Work instruction.
In the data below, which lines hold the word "What"? Copy them.

------------------------------------------------

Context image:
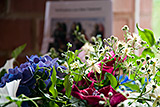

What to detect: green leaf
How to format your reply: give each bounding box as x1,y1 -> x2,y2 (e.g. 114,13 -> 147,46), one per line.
49,66 -> 58,99
38,79 -> 46,90
136,24 -> 156,47
11,44 -> 26,59
72,70 -> 82,82
0,69 -> 7,82
15,101 -> 22,107
68,51 -> 74,64
74,50 -> 82,57
130,74 -> 135,80
141,48 -> 155,58
123,82 -> 140,92
63,75 -> 72,98
105,72 -> 117,88
49,101 -> 59,107
127,54 -> 139,63
140,77 -> 145,86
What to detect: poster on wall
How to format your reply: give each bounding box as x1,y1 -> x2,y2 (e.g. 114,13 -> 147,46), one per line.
41,0 -> 112,54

------------------------------------------------

Answer box.
What to detect: green leaf
What to detect: poster on wall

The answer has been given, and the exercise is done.